Point-per-instance localization data:
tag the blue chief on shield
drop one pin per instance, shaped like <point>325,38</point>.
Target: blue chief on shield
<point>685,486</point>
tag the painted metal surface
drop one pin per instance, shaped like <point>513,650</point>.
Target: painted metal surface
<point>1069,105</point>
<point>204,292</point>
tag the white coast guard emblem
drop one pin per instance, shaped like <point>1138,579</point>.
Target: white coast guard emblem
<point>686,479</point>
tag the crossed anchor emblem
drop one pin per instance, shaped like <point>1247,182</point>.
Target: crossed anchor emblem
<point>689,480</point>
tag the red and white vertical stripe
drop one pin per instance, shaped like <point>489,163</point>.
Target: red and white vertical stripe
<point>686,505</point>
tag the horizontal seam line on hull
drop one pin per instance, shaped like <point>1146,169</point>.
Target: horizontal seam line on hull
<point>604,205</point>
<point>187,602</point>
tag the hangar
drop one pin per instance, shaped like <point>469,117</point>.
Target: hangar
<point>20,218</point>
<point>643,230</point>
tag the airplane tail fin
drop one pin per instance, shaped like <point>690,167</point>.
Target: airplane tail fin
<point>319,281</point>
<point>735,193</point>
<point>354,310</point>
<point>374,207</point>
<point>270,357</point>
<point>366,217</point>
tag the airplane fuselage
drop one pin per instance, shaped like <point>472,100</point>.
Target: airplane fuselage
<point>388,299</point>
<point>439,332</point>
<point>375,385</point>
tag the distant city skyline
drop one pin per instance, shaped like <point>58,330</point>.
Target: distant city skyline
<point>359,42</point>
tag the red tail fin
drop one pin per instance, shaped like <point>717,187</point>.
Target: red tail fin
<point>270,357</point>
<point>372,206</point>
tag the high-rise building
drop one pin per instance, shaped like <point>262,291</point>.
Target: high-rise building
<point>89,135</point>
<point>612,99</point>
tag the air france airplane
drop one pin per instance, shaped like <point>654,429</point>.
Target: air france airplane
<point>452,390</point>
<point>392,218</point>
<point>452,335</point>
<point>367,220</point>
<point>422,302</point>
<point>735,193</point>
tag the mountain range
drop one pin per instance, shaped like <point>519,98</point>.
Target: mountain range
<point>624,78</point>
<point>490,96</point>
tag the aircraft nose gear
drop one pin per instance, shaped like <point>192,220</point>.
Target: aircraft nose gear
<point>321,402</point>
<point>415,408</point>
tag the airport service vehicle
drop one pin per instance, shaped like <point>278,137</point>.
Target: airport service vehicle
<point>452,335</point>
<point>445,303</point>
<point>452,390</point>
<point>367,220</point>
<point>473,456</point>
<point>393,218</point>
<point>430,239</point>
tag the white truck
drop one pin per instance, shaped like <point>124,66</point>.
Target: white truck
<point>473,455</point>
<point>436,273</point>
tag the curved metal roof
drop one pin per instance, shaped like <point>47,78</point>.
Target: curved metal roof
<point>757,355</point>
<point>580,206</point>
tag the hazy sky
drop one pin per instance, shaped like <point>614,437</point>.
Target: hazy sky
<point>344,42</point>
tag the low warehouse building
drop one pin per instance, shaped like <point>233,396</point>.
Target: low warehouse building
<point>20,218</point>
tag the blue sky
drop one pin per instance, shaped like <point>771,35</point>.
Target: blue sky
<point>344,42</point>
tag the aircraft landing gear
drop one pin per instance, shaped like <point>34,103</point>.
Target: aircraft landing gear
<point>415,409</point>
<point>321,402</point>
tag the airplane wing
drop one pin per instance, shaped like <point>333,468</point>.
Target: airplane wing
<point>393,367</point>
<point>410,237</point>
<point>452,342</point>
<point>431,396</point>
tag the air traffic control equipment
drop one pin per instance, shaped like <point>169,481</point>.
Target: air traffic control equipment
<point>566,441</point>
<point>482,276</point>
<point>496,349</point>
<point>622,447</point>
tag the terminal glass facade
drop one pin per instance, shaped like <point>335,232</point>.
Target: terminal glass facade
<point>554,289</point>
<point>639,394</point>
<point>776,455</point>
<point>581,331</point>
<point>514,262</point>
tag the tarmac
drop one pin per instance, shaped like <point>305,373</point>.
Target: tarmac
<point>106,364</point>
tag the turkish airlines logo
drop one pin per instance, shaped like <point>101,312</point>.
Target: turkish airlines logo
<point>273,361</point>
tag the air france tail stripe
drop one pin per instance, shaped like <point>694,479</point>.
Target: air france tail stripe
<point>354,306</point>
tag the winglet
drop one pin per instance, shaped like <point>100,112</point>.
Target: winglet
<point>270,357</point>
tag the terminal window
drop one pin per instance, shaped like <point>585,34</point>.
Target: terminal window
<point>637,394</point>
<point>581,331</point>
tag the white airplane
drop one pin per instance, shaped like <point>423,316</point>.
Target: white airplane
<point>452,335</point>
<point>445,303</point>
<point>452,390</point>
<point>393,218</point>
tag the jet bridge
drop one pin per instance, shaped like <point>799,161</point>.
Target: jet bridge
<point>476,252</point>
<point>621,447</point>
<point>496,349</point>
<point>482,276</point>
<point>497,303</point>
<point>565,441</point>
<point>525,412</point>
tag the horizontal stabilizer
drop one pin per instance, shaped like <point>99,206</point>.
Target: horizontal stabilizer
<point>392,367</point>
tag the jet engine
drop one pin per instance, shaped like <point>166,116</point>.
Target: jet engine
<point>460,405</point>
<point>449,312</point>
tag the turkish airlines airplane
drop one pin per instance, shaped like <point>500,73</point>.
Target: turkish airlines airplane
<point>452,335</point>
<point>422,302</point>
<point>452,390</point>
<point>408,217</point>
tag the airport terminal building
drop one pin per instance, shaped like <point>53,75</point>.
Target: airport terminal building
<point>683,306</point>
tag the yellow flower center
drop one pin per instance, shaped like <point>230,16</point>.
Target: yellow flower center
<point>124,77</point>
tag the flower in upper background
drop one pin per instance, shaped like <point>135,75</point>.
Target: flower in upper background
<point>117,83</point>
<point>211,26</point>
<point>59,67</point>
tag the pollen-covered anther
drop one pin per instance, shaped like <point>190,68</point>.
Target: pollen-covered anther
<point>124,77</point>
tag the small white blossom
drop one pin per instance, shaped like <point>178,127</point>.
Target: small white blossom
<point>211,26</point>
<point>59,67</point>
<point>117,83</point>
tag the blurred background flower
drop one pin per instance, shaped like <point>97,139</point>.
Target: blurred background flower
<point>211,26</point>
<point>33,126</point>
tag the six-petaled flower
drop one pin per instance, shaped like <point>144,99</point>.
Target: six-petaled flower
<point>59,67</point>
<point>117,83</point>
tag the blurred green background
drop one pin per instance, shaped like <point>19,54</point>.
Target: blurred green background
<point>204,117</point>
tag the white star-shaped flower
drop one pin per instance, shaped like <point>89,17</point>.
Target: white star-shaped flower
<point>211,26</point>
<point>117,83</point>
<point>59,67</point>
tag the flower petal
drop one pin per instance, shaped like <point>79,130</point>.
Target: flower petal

- **TASK**: From the records above, transcribe exactly the run of lines that opens with the line holding "tag the distant city skyline" and closes with the line holding "drop one pin per instance, shaped like <point>192,220</point>.", both included.

- **REPLY TO THE EXERCISE**:
tag the distant city skyline
drop one pin per instance, shaped like <point>58,330</point>.
Target: distant city skyline
<point>359,42</point>
tag the red tail fin
drop one pin per instance, shaped like <point>717,187</point>.
Target: red tail fin
<point>270,357</point>
<point>372,206</point>
tag the high-rise building
drop one pin per instance, shaped like <point>262,291</point>.
Target: high-rise building
<point>89,135</point>
<point>612,99</point>
tag the air france airplane
drop one pin per instance, shaped like <point>654,429</point>.
Target: air france airplane
<point>452,390</point>
<point>392,218</point>
<point>452,335</point>
<point>367,220</point>
<point>422,302</point>
<point>735,193</point>
tag the mountain range
drop one pin per instance, shaped like <point>519,98</point>.
Target: mountain range
<point>624,78</point>
<point>490,96</point>
tag the aircraft nose gear
drop one pin per instance, shaped like <point>192,220</point>.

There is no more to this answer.